_Task goal_
Reproduce each of the records below word for word.

-- Start of Extracted information --

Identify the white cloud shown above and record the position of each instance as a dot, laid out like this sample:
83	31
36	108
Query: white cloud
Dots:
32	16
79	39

-- End of Extracted information --

_Expected answer_
Identify the white cloud shown above and record the position of each instance as a dot, laid out like this sample:
83	31
36	108
Query: white cloud
Dots:
32	16
79	39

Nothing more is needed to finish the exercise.